* _Task details_
Look through the entries below and show every line containing the word "outline".

_ _ _ _

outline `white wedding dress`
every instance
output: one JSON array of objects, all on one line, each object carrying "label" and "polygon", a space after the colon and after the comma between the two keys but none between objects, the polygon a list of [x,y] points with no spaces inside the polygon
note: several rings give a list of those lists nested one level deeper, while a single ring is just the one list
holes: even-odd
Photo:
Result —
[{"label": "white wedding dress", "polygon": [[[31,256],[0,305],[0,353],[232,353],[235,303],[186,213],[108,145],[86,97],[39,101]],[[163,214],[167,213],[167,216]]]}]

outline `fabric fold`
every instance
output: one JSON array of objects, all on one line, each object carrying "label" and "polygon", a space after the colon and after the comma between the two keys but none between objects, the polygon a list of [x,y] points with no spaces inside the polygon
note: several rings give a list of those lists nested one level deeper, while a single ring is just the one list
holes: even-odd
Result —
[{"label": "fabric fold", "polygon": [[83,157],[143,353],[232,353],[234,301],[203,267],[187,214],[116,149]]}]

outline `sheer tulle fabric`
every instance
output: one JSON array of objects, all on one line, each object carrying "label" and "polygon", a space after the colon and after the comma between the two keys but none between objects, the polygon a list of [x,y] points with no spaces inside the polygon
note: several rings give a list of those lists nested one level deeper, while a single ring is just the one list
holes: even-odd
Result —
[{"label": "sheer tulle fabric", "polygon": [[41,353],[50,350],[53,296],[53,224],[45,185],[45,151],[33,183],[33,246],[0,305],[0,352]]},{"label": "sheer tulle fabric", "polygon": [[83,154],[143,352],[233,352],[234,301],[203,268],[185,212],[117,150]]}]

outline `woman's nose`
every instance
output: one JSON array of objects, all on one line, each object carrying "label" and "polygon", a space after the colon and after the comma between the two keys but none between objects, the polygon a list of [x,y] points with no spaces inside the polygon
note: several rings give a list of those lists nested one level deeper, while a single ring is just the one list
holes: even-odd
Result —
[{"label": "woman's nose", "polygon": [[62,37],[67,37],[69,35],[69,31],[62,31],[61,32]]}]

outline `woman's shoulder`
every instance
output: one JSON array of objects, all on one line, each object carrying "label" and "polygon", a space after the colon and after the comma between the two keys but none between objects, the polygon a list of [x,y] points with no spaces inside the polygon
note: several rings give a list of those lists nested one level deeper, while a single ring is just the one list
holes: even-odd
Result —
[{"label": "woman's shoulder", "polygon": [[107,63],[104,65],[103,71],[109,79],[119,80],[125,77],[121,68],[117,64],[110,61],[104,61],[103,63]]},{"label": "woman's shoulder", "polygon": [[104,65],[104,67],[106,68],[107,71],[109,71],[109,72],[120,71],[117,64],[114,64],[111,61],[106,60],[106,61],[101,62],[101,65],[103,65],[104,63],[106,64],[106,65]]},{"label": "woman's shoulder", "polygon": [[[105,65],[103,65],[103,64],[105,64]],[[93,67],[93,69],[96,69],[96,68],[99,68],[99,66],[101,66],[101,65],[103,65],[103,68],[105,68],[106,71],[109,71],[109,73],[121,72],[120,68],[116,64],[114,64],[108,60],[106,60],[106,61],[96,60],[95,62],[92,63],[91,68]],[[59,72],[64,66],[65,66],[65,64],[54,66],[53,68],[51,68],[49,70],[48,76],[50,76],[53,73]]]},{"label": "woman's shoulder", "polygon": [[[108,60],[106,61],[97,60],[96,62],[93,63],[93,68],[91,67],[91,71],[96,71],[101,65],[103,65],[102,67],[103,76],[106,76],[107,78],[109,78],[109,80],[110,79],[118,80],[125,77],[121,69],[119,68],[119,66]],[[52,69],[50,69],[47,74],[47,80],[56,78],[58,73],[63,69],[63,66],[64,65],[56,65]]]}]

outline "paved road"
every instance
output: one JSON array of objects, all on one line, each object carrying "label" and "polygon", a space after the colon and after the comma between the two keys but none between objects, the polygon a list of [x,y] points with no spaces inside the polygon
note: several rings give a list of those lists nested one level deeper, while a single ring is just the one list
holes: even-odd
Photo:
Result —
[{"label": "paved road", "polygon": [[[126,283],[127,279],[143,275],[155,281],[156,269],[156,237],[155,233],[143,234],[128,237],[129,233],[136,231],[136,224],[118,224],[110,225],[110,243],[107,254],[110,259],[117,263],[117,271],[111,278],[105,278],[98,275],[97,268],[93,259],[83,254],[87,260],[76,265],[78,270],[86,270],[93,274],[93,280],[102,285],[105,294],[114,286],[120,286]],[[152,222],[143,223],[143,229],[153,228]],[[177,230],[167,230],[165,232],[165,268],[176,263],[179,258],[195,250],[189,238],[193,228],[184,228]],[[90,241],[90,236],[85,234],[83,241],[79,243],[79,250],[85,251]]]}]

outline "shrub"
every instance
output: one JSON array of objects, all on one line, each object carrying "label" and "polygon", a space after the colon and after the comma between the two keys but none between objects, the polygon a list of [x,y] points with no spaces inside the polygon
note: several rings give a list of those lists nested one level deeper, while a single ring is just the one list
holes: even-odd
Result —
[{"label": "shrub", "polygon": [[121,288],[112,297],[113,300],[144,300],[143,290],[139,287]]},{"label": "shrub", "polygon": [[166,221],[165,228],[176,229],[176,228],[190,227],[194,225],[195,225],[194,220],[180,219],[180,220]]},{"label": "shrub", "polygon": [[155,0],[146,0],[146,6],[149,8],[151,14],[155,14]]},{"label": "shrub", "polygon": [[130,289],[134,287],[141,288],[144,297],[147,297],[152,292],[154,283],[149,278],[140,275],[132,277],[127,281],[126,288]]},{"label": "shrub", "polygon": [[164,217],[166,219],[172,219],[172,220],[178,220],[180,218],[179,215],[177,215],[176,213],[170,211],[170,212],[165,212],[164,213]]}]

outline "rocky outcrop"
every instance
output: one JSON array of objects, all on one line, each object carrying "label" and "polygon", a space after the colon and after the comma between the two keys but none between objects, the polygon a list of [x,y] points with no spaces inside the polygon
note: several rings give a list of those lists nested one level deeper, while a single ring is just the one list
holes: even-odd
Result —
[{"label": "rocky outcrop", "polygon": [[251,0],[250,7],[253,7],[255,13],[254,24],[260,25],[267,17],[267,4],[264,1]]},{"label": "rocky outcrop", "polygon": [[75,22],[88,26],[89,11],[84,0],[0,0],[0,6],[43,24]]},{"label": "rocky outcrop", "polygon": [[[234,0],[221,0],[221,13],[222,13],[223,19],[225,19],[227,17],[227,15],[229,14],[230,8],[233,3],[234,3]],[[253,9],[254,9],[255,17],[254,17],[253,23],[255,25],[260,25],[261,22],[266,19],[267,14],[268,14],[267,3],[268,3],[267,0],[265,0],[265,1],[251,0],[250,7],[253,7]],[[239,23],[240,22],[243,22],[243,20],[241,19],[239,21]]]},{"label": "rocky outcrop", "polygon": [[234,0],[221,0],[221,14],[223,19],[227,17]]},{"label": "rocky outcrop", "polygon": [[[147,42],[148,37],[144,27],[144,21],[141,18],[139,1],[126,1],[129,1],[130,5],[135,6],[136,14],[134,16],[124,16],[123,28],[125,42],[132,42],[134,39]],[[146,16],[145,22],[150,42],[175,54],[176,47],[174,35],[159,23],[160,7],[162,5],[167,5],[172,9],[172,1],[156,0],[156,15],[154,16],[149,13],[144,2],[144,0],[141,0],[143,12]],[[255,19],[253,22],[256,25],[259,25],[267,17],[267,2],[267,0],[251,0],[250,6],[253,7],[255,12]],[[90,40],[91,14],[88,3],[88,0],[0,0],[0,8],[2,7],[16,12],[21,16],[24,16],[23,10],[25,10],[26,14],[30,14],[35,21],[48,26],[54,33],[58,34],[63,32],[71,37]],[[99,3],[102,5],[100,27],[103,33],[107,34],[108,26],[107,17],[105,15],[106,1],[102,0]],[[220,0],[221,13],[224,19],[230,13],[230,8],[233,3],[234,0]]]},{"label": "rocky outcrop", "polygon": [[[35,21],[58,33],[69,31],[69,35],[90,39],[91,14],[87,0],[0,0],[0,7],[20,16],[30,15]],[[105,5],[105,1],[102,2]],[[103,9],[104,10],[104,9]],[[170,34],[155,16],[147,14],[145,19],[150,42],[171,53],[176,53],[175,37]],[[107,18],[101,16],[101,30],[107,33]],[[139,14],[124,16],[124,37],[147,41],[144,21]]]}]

_ _ _ _

* _Problem solution_
outline `white wedding dress`
outline `fabric fold`
outline `sheer tulle fabric`
outline `woman's nose`
outline `woman's shoulder`
outline "paved road"
outline "shrub"
outline "rocky outcrop"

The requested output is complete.